[Rows from a pointing dataset]
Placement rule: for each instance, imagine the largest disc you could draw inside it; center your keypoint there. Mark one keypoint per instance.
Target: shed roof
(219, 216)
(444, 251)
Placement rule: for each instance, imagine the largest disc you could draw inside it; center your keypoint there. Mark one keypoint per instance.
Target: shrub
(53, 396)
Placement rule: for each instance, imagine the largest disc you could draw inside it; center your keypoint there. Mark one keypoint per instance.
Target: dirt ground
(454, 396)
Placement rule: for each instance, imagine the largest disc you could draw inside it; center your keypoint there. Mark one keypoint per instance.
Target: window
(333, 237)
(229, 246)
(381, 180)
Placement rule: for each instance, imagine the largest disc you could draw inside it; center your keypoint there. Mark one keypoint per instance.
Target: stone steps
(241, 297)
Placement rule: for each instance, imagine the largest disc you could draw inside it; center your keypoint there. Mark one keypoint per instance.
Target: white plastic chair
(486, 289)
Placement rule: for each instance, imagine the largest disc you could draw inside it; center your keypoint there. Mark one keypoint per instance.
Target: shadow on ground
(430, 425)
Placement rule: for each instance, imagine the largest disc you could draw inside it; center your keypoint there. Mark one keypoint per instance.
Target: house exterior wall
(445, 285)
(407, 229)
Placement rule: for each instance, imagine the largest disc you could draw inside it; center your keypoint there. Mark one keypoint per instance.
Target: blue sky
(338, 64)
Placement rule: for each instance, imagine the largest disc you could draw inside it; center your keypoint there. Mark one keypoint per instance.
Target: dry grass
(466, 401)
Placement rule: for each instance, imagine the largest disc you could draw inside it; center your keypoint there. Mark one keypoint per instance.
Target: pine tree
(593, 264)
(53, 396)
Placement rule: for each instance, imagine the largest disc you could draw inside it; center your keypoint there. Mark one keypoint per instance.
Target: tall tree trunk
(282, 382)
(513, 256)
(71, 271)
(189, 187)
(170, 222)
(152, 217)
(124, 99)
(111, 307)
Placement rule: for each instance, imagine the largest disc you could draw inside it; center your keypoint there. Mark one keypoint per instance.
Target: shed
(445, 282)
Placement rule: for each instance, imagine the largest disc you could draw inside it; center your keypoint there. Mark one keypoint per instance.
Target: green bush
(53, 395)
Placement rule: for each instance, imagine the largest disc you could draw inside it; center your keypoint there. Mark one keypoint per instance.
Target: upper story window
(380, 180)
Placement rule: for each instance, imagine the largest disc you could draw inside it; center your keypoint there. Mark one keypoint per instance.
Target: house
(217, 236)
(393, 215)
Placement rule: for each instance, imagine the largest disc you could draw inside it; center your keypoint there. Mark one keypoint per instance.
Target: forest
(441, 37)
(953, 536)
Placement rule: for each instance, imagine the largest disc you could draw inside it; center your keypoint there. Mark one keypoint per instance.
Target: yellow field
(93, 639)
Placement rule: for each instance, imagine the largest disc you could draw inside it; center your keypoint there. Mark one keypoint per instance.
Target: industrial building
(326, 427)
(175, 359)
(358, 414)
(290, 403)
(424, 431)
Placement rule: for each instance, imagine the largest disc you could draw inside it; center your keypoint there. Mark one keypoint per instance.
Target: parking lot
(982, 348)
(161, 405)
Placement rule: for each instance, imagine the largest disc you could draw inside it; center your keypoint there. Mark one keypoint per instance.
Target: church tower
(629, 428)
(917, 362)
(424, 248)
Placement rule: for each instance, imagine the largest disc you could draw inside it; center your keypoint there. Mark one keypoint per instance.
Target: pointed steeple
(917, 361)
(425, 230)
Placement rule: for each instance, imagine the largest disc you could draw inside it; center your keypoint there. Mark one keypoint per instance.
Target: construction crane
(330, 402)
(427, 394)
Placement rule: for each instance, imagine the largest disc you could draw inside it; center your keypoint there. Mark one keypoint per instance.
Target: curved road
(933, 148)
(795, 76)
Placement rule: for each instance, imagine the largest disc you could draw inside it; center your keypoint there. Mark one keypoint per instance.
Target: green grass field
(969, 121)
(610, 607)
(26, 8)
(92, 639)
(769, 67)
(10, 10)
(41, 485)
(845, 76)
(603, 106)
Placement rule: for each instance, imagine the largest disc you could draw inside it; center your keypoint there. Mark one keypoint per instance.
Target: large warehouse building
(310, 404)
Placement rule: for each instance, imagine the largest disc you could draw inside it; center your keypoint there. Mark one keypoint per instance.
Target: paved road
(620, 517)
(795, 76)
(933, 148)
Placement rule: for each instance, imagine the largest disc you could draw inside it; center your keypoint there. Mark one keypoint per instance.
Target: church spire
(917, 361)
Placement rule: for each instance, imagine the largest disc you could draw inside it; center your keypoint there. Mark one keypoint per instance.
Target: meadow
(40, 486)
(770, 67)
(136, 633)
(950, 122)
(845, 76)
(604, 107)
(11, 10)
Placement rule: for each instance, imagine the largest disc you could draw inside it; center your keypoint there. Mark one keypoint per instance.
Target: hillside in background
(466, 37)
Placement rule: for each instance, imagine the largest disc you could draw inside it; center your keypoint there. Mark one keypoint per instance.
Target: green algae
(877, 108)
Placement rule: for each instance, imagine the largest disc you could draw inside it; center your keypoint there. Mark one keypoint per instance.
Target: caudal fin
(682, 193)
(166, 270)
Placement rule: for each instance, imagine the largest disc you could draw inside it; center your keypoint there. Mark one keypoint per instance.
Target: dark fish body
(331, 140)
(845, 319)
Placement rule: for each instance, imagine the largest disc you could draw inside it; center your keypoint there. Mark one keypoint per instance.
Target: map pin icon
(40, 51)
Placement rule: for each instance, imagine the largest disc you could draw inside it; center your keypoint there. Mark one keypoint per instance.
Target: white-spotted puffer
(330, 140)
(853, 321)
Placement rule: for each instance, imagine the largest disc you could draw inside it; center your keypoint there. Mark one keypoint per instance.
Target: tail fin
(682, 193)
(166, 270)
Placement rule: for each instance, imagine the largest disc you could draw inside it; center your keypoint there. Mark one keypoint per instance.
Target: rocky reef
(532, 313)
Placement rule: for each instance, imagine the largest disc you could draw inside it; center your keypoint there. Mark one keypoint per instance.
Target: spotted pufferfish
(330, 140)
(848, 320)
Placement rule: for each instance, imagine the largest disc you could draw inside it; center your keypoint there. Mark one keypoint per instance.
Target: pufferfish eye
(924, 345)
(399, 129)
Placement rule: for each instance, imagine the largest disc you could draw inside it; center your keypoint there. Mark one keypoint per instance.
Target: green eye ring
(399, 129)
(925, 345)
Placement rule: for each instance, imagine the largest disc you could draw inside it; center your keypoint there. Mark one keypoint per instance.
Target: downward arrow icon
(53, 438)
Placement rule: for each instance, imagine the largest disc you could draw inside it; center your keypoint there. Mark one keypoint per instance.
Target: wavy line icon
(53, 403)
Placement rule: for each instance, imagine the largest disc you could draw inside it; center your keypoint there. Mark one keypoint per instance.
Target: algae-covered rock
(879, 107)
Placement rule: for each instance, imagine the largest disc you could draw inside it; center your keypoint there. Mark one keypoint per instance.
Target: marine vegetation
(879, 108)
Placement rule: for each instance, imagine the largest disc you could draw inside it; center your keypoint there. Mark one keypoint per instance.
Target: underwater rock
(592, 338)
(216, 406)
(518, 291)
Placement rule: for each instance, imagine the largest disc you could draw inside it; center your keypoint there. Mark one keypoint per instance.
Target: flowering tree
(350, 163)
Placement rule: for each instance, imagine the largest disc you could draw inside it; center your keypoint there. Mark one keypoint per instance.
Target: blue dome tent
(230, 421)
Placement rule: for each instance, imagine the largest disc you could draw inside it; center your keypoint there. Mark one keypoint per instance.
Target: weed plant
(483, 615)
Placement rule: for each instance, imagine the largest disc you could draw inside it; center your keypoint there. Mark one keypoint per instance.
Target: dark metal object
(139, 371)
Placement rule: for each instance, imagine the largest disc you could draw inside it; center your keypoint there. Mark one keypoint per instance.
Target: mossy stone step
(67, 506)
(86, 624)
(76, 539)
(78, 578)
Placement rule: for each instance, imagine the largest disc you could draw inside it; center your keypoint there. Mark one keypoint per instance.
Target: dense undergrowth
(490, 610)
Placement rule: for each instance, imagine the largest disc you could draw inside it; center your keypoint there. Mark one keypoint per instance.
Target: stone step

— Task to carry out —
Filter the data above down to every line that contains the word "white", and copy those lines out.

— Result for this exercise —
Target: white plastic chair
Target: white-spotted puffer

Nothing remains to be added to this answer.